*Entries supplied:*
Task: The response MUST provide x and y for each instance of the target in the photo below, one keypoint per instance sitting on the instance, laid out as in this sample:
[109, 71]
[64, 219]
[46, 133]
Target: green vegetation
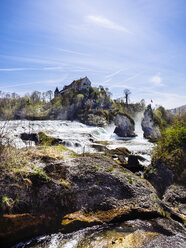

*Work to be completed:*
Reproduce the data above word for word, leaving out any pictures.

*Expected answer:*
Task: The response MUST provide x and y for each instance of the target in the photo below, one keypoint per instance sitting on the instance, laid out as in this sample:
[109, 71]
[64, 219]
[46, 133]
Target: green vegetation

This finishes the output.